▸ EXTRAIT DU DOCUMENT:
_ _ _ _

Situé à proximité des commerces dans un quartier très vivant, grand studio meublé avec coin bar à la parisienne, rangements surprenants et cage à ours dans l'entrée, chauffage collectif, boisson courante. Contactez Monsieur Haydn en frappant à sa fenêtre d'un coup de sarbacane à cotillon.
Réf. : Symphonie « parisienne » n° 82, « L'Ours »

Dans un immeuble de charme, trois pièces spacieux avec parquet et cheminées loué vide, grandes fenêtres avec balustrades ouvragées donnant sur cour, portes ouvertes sur la vie tragique des anciens locataires, pièces en enfilade propice aux douces œillades, couloir pour se retourner sur son passé et l'amour perdu, lit double à couette bleue défait d'un côté seulement, peintures blanches récentes, eau fuyante, chauffage solitaire au gaz mais possibilité de remettre les cheminées en activité pour se réchauffer le cœur et de transformer une pièce en chambre d'enfants qui feront craquer le parquet, sur lequel vous aurez tant de fois glissé en silence. Sérieuses garanties chorégraphiques exigées. À prendre rapidement (propriétaire à la main sûre et délicate mais tenant à peine sur ses jambes). Contactez l'agence Amadeus par lettre recommandée calligraphiée.

_ _ _ _

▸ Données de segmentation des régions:
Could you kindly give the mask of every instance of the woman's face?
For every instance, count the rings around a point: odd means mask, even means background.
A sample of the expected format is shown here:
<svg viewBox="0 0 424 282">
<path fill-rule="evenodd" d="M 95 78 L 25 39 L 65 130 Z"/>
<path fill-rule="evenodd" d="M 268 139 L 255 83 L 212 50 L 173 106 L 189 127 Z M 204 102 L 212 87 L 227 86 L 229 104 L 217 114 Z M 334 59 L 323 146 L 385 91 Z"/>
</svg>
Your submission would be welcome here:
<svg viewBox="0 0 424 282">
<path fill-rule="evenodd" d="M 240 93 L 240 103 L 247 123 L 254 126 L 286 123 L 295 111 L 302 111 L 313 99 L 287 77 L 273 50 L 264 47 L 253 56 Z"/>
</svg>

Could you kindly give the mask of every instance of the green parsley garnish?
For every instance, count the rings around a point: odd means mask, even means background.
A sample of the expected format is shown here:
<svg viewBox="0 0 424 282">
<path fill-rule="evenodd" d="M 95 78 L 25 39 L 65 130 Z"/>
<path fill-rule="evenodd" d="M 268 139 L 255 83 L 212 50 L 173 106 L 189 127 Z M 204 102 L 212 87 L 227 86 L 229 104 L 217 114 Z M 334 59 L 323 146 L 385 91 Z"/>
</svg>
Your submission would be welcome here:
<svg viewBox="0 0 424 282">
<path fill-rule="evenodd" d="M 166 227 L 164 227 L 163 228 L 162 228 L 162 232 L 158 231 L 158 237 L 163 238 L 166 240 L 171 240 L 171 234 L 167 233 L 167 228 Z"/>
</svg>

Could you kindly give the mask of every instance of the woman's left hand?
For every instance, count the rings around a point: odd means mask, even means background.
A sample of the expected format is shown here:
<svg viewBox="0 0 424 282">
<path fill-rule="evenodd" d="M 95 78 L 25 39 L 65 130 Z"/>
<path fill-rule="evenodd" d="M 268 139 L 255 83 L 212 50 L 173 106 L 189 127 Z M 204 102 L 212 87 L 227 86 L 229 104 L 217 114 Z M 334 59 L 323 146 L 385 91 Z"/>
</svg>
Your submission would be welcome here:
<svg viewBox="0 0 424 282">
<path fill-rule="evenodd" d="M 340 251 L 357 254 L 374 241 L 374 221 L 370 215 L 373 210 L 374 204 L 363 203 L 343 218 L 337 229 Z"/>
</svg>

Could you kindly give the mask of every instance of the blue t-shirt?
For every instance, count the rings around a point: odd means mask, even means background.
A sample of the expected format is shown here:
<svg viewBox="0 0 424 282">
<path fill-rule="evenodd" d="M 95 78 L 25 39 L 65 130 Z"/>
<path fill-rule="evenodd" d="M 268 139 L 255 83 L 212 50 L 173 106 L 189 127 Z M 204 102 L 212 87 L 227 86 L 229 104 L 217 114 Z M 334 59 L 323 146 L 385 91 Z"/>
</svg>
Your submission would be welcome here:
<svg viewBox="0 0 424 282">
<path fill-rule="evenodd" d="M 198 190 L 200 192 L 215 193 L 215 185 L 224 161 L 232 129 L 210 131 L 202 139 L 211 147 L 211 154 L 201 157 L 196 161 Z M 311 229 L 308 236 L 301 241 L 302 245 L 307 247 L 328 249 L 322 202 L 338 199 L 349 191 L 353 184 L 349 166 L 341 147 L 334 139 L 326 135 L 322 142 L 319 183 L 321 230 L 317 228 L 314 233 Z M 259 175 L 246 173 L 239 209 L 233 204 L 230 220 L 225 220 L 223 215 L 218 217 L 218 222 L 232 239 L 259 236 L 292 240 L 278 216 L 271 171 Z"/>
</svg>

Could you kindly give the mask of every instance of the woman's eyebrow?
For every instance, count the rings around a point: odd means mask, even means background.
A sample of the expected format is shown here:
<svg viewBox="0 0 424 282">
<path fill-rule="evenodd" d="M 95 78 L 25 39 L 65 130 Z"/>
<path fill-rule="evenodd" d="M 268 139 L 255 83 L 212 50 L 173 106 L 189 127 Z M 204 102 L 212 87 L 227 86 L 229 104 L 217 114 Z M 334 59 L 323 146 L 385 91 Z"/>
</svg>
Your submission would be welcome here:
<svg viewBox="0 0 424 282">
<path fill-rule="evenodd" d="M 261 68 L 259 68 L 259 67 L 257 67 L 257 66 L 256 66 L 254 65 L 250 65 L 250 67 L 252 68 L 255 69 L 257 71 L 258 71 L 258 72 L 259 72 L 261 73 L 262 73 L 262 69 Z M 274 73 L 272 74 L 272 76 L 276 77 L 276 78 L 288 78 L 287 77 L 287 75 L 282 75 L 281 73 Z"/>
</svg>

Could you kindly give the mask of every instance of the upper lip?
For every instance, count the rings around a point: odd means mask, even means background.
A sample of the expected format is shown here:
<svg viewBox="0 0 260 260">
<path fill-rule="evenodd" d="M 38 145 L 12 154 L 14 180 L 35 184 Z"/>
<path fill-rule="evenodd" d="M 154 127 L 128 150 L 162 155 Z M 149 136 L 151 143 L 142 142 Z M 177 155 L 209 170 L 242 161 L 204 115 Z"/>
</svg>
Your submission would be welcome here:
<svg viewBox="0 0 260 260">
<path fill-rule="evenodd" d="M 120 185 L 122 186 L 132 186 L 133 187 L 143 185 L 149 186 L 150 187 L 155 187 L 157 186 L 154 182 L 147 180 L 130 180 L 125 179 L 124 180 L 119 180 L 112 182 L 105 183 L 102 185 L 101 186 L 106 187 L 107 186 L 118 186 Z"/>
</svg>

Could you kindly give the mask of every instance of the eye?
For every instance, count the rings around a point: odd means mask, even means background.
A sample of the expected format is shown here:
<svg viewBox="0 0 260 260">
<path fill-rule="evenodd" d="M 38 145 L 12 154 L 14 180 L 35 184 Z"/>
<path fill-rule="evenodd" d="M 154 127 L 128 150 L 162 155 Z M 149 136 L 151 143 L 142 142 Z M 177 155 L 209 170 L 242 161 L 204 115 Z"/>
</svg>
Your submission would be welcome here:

_ _ _ _

▸ EXERCICE PROPOSÉ 1:
Comment rendre en anglais la phrase « Contactez Monsieur Haydn en frappant à sa fenêtre d'un coup de sarbacane à cotillon. », tirée des petites annonces immobilières ?
▸ EXERCICE PROPOSÉ 2:
Pourriez-vous prolonger les petites annonces immobilières à la suite de leur dernière phrase ?

▸ RÉPONSE PROPOSÉE 1:
Contact Mr. Haydn by tapping on his window with a shot from a party peashooter.

▸ RÉPONSE PROPOSÉE 2:
Réf. : Concerto pour piano n° 23

Dans un immeuble moderne avec gardien, beau duplex clair et calme au sixième et septième étages, tout confort (isolation du vent, insonorisation filtrante laissant entrer le bruit des oiseaux...) pour une habitation écologique permettant de vivre au rythme des saisons, grande baie vitrée avec vue imprenable sur la nature environnante. Contactez Sibelius pour une visite après le premier orage du mois.
Réf. : Symphonies n° 6 et 7

 

Visites collectives assurées par Paavo Järvi. Ne faites pas comme moi, un peu distraite par ces histoires d'appartements à louer, préparez votre dossier pour faire d'une pierre deux coups et fêter la pendaison de crémaillère en même temps que le quatre-vingt-dixième anniversaire de Menahem Pressler.

Avec Palpatine dans le rôle du co-locataire régulier

29 avril 2012

39, 40, 41, Wolfgang Amadeus Mozart

Passée par le sas d'un thé au jasmin accompagné d'un moelleux au chocolat et surtout d'un financier aux amandes, vert comme le sachet de thé, partagés avec Palpatine après une journée éprouvante dans une fac sans chauffage, c'est avec soulagement que je me suis installée dans mon fauteuil d'orchestre, face aux bois chaleureux et aux cuivres d'autant plus rutilants qu'on les voit à travers des yeux mi-clos. J'attendais que la musique me délasse.

La première et 39e symphonie, avec ses courtes expirations récurrentes toujours suivies d'un soupir sonore, a expulsé les derniers frissons que je pouvais avoir. Vidée, dilatée dans la dernière mesure. La musique circule à travers ma respiration fatiguée sans me faire vibrer, sans exiger de moi une énergie que je n'ai plus. Je suis là simplement, à sentir l'horlogerie infatigable qui donne à mes veines la pulsation ; mes poumons qui se remplissent et se vident sont devenus mon métronome. La musique s'y insère sans peine, sans faire de bruit, et je souris en entendant les bassons descendre quelques marches musicales comme des bonhommes ventripotants qui se bidonnent.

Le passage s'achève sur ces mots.